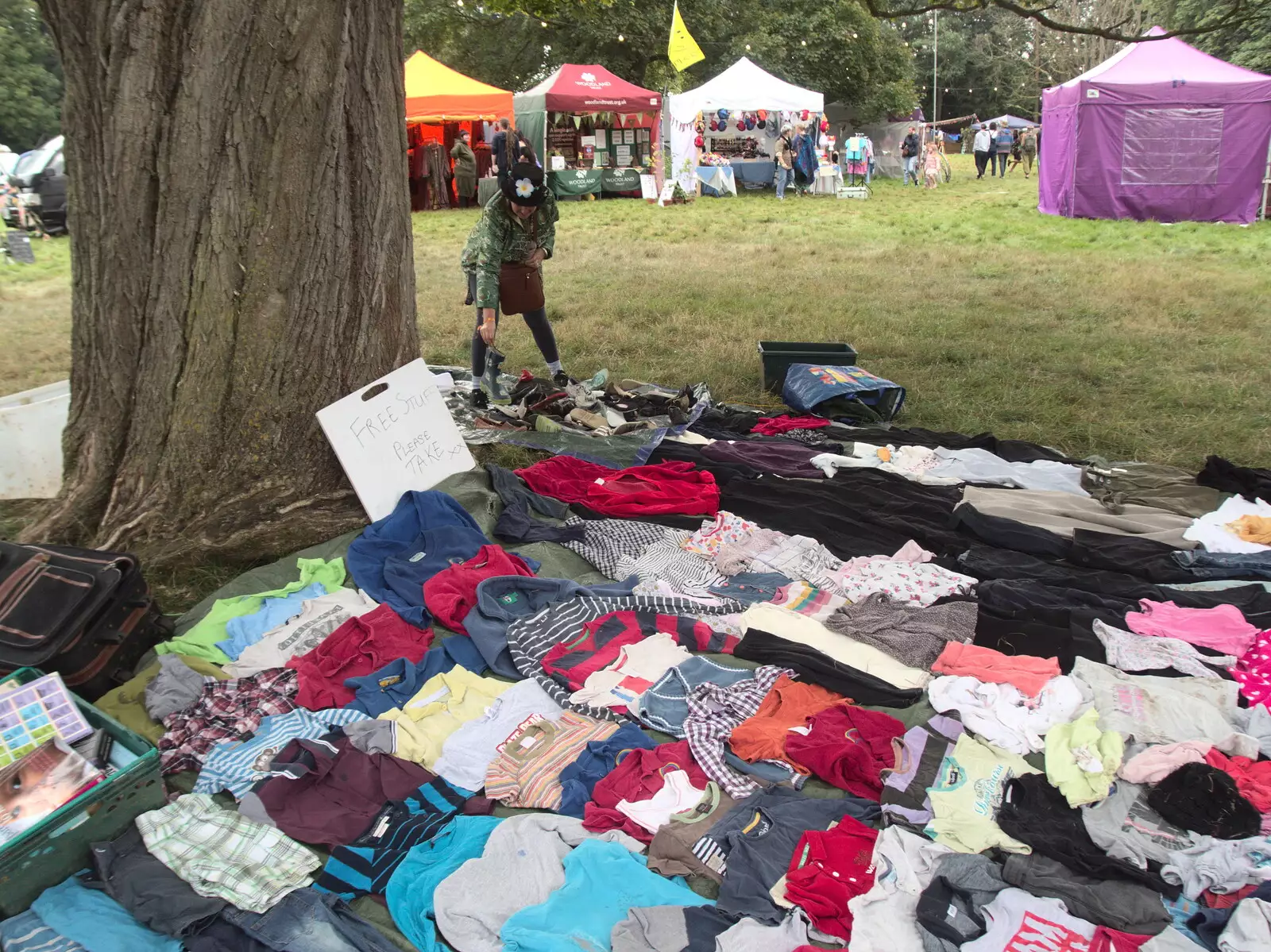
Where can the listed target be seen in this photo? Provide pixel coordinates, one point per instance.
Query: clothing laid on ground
(1126, 827)
(531, 638)
(1215, 533)
(683, 846)
(1082, 761)
(830, 869)
(504, 600)
(327, 791)
(1126, 907)
(921, 755)
(811, 633)
(1016, 919)
(787, 706)
(224, 854)
(603, 881)
(1035, 812)
(469, 750)
(637, 788)
(966, 796)
(398, 681)
(1002, 715)
(666, 487)
(821, 669)
(1222, 628)
(527, 773)
(1139, 653)
(1160, 710)
(411, 890)
(451, 592)
(913, 634)
(758, 839)
(622, 548)
(318, 618)
(226, 711)
(1029, 674)
(1061, 514)
(393, 556)
(440, 707)
(152, 892)
(237, 765)
(200, 640)
(521, 865)
(356, 649)
(95, 922)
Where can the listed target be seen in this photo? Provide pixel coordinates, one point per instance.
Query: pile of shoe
(597, 407)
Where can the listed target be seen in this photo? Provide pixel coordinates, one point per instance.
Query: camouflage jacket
(500, 238)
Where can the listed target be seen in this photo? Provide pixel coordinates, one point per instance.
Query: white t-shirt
(637, 669)
(304, 632)
(1020, 922)
(1211, 530)
(678, 796)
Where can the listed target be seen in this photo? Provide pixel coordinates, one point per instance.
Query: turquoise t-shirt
(603, 881)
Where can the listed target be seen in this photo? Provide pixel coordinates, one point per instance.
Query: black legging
(537, 321)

Task to carry out
Write the lines above out again exactly, without any of their pictures.

Response
Where can the listed target be seen in this photo? Provide pixel coordinates, one point per instance.
Query: clothing laid on ground
(1126, 827)
(531, 638)
(1215, 533)
(683, 846)
(1082, 761)
(830, 869)
(504, 600)
(327, 791)
(1126, 907)
(921, 755)
(811, 633)
(1016, 919)
(787, 706)
(224, 854)
(603, 881)
(1035, 812)
(469, 750)
(637, 788)
(966, 796)
(398, 681)
(1002, 715)
(666, 487)
(821, 669)
(1222, 628)
(527, 773)
(1139, 653)
(1160, 710)
(411, 890)
(451, 592)
(913, 634)
(758, 839)
(622, 548)
(318, 618)
(226, 711)
(1029, 674)
(1061, 514)
(393, 556)
(440, 707)
(152, 892)
(237, 765)
(200, 640)
(521, 865)
(356, 649)
(95, 922)
Where can the listed target be seen in this photo? Provide pixel coordinates, one point per instance.
Query: pile of shoe
(597, 407)
Where can the listed target be seen in this photo? Provide pixel coordinates, one point per instance.
Query: camouflage jacket
(500, 238)
Where can the listed target be seen in this photo? Provide pixel coordinates, one point per instance.
Query: white t-shirt
(637, 669)
(304, 632)
(1020, 922)
(1211, 530)
(678, 796)
Where can the listed target be seen in this photo? Provide pixel coordinates, one point per instance.
Query: turquoise t-shirt
(603, 881)
Where can the listed target be seen in this photo? Provide pixel coordinates, one point per instance.
Query: black legging
(537, 321)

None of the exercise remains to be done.